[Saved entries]
———
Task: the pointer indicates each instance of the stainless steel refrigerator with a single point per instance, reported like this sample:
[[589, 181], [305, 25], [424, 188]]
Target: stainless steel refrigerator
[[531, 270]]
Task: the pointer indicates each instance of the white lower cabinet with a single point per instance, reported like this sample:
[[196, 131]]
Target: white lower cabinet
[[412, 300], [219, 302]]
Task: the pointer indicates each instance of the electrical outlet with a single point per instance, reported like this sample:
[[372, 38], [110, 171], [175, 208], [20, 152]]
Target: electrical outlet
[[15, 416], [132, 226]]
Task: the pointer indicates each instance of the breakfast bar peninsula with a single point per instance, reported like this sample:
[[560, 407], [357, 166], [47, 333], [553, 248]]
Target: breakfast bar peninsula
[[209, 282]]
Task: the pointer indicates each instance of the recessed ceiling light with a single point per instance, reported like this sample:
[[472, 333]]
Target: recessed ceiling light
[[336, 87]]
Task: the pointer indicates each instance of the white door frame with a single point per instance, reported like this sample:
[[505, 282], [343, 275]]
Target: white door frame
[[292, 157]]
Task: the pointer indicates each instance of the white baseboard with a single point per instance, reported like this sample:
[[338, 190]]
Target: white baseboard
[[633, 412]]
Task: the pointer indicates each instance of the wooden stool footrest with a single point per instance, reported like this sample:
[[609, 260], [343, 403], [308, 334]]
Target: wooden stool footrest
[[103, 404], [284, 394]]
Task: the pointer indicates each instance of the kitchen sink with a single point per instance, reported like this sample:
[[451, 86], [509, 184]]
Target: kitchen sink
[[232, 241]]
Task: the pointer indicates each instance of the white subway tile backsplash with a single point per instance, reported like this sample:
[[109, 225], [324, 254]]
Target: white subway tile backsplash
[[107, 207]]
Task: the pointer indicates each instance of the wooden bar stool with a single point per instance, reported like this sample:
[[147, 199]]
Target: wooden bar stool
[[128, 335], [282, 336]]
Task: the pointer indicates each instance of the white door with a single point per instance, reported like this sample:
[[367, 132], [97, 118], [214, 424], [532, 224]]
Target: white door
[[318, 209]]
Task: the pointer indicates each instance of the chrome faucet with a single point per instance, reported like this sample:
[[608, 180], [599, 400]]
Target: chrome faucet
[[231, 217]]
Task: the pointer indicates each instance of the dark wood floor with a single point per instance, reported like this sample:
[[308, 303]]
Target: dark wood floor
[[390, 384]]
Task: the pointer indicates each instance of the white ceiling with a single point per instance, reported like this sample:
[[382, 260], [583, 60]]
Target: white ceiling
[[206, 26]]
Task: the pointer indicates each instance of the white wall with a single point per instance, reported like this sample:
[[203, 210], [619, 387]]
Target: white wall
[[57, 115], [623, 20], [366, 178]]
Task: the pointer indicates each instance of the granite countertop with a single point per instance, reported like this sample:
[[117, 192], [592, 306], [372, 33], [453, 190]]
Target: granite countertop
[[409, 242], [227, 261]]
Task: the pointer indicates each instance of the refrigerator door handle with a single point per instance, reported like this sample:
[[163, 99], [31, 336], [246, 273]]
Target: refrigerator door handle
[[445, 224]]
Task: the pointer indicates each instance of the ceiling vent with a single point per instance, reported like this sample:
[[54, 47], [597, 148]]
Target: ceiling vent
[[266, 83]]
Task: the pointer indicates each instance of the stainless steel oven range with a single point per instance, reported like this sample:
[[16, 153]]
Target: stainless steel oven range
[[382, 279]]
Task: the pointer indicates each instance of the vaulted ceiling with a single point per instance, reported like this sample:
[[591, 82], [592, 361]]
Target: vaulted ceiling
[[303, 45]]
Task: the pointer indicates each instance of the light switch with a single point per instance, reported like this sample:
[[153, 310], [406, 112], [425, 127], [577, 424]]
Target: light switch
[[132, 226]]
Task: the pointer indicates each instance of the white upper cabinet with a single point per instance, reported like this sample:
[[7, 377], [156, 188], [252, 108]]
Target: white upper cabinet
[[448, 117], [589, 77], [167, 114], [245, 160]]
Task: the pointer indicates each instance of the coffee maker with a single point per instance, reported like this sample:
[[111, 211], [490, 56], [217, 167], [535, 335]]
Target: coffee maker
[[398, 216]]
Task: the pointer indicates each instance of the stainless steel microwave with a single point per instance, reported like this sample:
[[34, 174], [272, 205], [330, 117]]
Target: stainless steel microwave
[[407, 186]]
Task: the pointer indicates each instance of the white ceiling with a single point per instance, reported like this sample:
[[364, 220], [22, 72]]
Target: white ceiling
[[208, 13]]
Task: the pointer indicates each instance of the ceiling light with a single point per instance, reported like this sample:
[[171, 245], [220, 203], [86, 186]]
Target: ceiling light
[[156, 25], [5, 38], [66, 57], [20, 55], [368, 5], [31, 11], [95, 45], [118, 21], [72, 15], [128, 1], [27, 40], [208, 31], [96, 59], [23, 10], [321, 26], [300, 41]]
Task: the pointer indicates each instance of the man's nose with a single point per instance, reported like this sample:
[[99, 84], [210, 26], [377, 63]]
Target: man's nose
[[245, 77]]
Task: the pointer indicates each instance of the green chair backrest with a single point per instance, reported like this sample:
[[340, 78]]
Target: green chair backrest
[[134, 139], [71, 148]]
———
## What you will do
Set down exactly the lines of the data above, beginning with the line that has "[[608, 180], [599, 400]]" and ending with the line that has "Task: the pointer indicates each instance of the white wall", and no others.

## Response to the task
[[608, 180], [599, 400]]
Target: chrome faucet
[[231, 217]]
Task: the pointer indicates each instance of the dark wood floor with a single point per instance, reported like this sample:
[[308, 303]]
Target: dark wood floor
[[390, 384]]
Task: the pointer indicates each instance of the white ceiling with a single point per instance, reported like this sample:
[[382, 260], [583, 60]]
Target: white ceiling
[[206, 26]]
Task: the pointer indicates each instance of the white wall with a single point per instance, reported like this sample:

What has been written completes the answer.